Named object pointing entries:

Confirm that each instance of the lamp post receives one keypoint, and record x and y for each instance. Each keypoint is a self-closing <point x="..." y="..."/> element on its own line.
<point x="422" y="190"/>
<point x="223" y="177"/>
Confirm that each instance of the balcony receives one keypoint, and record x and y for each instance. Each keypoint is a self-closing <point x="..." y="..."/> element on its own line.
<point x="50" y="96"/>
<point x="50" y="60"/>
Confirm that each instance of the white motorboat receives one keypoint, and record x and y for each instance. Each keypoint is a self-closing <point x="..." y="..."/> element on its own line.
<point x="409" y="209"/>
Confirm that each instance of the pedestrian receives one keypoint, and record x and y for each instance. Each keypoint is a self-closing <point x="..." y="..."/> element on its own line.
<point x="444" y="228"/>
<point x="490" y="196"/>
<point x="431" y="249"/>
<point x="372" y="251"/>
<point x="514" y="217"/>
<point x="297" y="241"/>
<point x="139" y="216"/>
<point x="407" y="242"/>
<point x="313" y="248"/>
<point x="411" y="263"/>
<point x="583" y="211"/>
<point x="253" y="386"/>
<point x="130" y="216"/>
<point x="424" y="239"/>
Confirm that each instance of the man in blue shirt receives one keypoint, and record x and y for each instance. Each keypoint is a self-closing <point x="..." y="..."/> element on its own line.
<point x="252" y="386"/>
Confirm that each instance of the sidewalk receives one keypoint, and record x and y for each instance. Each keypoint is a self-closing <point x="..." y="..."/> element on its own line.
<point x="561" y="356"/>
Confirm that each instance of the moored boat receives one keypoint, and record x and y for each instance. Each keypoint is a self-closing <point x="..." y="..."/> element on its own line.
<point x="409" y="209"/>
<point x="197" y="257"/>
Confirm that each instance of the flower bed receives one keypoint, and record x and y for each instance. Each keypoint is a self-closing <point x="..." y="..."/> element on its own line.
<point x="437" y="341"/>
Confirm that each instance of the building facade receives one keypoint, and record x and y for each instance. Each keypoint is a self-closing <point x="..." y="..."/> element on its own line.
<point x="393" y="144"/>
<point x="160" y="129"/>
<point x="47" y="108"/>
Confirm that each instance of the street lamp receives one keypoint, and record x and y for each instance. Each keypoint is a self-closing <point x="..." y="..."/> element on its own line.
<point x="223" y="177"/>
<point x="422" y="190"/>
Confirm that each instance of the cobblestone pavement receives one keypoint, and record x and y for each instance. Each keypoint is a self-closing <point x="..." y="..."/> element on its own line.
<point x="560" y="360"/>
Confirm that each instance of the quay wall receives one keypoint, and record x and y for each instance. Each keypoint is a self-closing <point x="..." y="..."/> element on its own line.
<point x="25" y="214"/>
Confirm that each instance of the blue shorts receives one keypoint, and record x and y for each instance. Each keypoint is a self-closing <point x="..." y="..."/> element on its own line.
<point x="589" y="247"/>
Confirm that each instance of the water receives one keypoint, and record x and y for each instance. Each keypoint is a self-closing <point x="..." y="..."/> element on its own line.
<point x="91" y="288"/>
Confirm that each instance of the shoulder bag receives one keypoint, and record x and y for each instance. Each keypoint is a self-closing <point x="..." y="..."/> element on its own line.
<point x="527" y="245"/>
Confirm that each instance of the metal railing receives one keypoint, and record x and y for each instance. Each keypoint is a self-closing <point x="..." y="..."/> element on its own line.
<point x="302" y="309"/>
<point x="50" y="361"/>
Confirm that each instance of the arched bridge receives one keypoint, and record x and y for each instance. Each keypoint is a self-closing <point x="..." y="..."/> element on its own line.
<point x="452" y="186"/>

What is asked:
Only the lines from the one containing "Confirm that each instance of the water" to the end of the records should be repeated, exactly as they appear.

Correct answer:
Confirm that each instance of the water receives one keypoint, and record x and y for each instance. Each keypoint is a self-closing <point x="..." y="..."/> element on its own line.
<point x="91" y="288"/>
Confirm that each instance of the shoulder bag receives one keypoint, and record x and y for each instance. Each keypoint is a self-closing <point x="..." y="..."/> element on its own line.
<point x="527" y="245"/>
Confirm that each instance of the metal railing receives one keypoint, and record x and y for each instance. Each keypoint is a self-closing <point x="..." y="..."/> element on its own line.
<point x="302" y="309"/>
<point x="50" y="361"/>
Confirm that each instance of the arched bridge receives one keypoint, and record x and y for each instance. Each keypoint is a self-closing <point x="..." y="..."/> element on its own line.
<point x="452" y="186"/>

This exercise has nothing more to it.